(Extracted data entries)
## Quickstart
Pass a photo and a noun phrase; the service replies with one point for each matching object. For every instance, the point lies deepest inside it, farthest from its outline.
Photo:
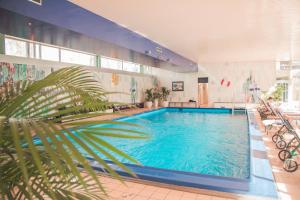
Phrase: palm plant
(40, 157)
(165, 92)
(149, 94)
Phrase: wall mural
(10, 72)
(115, 79)
(133, 90)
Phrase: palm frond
(39, 158)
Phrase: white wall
(263, 73)
(104, 76)
(166, 78)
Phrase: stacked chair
(286, 138)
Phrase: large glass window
(77, 58)
(111, 63)
(15, 47)
(131, 67)
(49, 53)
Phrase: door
(203, 94)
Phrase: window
(77, 58)
(31, 50)
(131, 67)
(285, 89)
(49, 53)
(111, 63)
(15, 47)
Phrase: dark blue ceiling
(67, 15)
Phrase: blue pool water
(205, 141)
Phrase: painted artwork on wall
(10, 72)
(178, 86)
(115, 79)
(133, 90)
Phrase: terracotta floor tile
(140, 198)
(203, 197)
(158, 195)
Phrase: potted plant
(148, 98)
(156, 97)
(165, 92)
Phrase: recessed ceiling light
(38, 2)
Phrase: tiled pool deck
(287, 183)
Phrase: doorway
(203, 91)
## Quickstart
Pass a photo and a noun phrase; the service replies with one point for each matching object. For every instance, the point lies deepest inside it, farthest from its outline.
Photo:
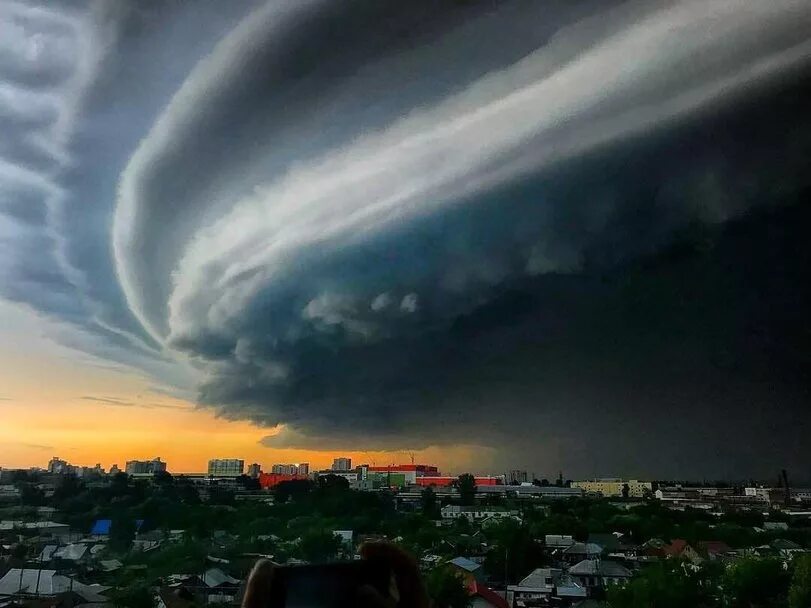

PROMPT:
Copy out every row above word for word, leaving out the pictures.

SOLUTION TO THE PROBLEM:
## Quickstart
Pass a photo and a noun phrase; the service replies with one point for each matching object. For every instance, the point lies deepest inside it, farthest from its outline.
Photo:
Phrase: palm plant
(40, 157)
(165, 92)
(149, 94)
Phrase: wall mural
(10, 72)
(115, 79)
(133, 90)
Phrase: palm frond
(39, 158)
Phrase: white wall
(263, 73)
(104, 76)
(166, 78)
Phrase: stacked chair
(286, 138)
Phrase: large glass window
(77, 58)
(111, 63)
(15, 47)
(131, 67)
(49, 53)
Phrase: door
(203, 94)
Phrase: window
(77, 58)
(31, 50)
(131, 67)
(285, 89)
(49, 53)
(111, 63)
(15, 47)
Phrase: dark blue ceiling
(67, 15)
Phrase: blue pool water
(205, 141)
Phrase: painted artwork on wall
(10, 72)
(178, 86)
(115, 79)
(133, 90)
Phrase: terracotta floor tile
(140, 198)
(203, 197)
(158, 195)
Phrase: potted plant
(148, 98)
(156, 97)
(165, 92)
Phrase: recessed ceiling light
(38, 2)
Phrase: tiled pool deck
(287, 183)
Phrase: doorway
(203, 91)
## Quickstart
Pass a photo and a noun phrase; the service replies with one point for each matching object. For every instance, the point lies deepest inside it, farthest from its outline.
Photo:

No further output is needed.